Okuma parçası:

....

Scout Raporu: Adem Ljajic




Beşiktaş, Talisca’dan boşalan 10 numara pozisyonunu Adem Ljajic ile doldurdu. Talisca skorer yapısı ile büyük fark yaratsa da oyun içi etkinliği açısından Sosavari olmaması saha içi organizasyonunda bazı aksaklıklara neden olmuştu. Bu aksaklıkların giderilmesi ve dolaylı yoldan bazı oyuncuların (merkez orta saha ve santrfor) performanslarının artmasını sağlayacak oyuncu tipi Sosa benzeriydi. Ljajic model olarak o tipte bir oyuncu. Sosa’ya nazaran iyi olduğu yönleri de mevcut kötü olduğu yönleri de. Bu raporda ayrıntısıyla işlemeye çalışacağım.

Fiziksel Özellikler

Ljajic’in yüksek seviyede yeterince tutunamamasının veya yetenek skalasının içerdiği potansiyele tam olarak ulaşamamasının en önemli sebeplerinden bir tanesi fiziksel anlamda bazı zaaflarını bulunması. Çok kuvvetsiz bir oyuncu olarak nitelendirilemez ancak vücut vücuda teması sevmediği gerçek. Zaman zaman şarj aldığında dengesi bozulabiliyor. Vücut vücuda mücadelelerdeki kuvvet zafiyetini minimize edecek özelliklerinin bulunması ise artı. Çok hareketli ve gezgin bir oyuncu olması rakipten baskı ve temas almasını zorlaştırıyor.

Bacak boyu uzun bir bedene sahip. Bu onun dar alanda ilk adımlarında ağır kalmasına neden olabiliyor ama mesafe uzadıkça fulesi sayesinde sürati bir oyun kurucu 10 numara için gayet iyi. Ani dönüşler ve yön değiştirmeleri de iyi yapıyor. Yalnız dayanıklılık anlamında maçın son bölümlerinde ve üst üste eforlu aksiyonlar sonrasında sorun yaşayabiliyor.

1.82’lik boyu standardın biraz üzerinde olmasına rağmen hava toplarında çok zayıf. Hem sıçrama becerisi iyi değil hem de yüksek top mücadelesinden kaçıyor. Geçen yıl Serie A’daki 10 numaralar arasında 0.2 ile maç başına en az hava topu mücadelesinde bulunan oyuncu Ljajic. Bu da Beşiktaş’ın fazlasıyla kenardan yüksek ortalara bağlı ve geriden uzun toplar içeren oyun yapısının değişmesi gerektiğine dair mesaj içeriyor.

....

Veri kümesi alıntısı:

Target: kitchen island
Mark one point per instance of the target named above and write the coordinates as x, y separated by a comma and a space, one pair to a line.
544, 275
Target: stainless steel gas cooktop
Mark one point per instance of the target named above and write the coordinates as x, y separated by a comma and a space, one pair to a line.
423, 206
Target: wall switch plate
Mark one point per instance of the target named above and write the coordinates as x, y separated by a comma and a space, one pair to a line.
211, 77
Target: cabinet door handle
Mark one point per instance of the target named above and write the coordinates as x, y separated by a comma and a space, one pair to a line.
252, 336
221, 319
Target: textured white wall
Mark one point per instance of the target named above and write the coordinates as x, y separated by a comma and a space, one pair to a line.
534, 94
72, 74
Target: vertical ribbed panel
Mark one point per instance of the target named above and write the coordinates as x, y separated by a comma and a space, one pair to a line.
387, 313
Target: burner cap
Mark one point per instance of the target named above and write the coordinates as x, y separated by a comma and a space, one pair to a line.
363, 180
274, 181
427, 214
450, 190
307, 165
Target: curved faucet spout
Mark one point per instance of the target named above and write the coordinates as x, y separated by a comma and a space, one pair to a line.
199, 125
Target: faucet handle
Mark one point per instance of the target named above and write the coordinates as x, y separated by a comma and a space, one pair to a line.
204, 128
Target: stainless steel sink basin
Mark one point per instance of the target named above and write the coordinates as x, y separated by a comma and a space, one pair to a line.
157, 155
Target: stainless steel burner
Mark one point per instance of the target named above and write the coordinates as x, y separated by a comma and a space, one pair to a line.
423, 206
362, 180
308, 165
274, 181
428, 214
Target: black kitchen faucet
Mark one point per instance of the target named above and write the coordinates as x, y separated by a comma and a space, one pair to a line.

....

Amaç: Şu üç ifadenin Ljajic scout raporuyla uyuşup uyuşmadığını belirtin: (a) Beşiktaş, Talisca'nın ayrılmasıyla boşalan 10 numara pozisyonuna Ljajic'i getirdi. (b) Ljajic maçın son bölümlerinde dayanıklılık sorunu yaşamaz. (c) Ljajic'in boyu 1.82'dir. Lütfen her ifade için evet ya da hayır yazın ve kararı belirleyen sözleri rapordan birebir alıntılayın.

Çözümlü alıştırma:
(a) Evet: "Beşiktaş, Talisca’dan boşalan 10 numara pozisyonunu Adem Ljajic ile doldurdu."
(b) Hayır: "Yalnız dayanıklılık anlamında maçın son bölümlerinde ve üst üste eforlu aksiyonlar sonrasında sorun yaşayabiliyor."
(c) Evet: "1.82’lik boyu standardın biraz üzerinde olmasına rağmen hava toplarında çok zayıf."